— Information supplied —

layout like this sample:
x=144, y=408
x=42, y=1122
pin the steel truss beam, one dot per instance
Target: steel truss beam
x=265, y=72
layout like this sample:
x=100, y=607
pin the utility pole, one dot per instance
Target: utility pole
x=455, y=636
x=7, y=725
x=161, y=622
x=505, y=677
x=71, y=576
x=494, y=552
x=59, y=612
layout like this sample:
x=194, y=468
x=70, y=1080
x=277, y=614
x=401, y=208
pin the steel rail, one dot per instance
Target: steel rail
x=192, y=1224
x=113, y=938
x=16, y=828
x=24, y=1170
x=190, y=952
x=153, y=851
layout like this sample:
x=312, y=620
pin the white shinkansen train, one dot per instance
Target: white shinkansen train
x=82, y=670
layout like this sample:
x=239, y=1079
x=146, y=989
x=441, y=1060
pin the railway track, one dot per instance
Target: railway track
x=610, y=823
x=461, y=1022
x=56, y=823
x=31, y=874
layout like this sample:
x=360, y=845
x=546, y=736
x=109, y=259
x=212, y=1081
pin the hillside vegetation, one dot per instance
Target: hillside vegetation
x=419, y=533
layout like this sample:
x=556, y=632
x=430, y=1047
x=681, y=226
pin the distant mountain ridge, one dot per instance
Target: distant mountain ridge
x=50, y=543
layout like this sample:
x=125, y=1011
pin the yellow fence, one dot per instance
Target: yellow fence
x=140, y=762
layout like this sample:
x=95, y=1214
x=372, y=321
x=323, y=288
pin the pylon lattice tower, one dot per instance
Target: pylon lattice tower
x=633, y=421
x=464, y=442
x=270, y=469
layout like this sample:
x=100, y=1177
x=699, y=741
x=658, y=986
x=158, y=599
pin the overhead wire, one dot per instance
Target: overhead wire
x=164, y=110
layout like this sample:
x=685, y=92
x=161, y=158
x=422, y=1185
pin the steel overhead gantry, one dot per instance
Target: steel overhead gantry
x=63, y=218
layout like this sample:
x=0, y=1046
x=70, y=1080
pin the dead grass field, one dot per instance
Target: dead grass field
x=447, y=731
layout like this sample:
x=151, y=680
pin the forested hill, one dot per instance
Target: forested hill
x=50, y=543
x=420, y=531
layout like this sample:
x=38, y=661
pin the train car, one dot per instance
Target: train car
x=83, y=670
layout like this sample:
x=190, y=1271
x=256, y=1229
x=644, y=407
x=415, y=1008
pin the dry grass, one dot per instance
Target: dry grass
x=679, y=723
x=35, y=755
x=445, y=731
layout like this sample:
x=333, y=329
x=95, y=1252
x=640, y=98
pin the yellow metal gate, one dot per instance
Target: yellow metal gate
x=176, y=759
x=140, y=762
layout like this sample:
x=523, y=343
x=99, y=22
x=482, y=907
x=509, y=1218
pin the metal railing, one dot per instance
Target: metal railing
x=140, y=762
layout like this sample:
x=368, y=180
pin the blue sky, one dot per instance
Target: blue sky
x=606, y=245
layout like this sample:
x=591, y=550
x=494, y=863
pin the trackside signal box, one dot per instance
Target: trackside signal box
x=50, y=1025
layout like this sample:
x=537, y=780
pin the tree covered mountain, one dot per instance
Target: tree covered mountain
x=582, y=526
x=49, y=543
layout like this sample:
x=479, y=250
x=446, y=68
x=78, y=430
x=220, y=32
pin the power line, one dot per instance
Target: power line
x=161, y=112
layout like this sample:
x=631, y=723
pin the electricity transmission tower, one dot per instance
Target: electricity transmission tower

— Requirement —
Count the lines in the records above that contain the word "hillside", and reply with the number alone.

— Final answer —
2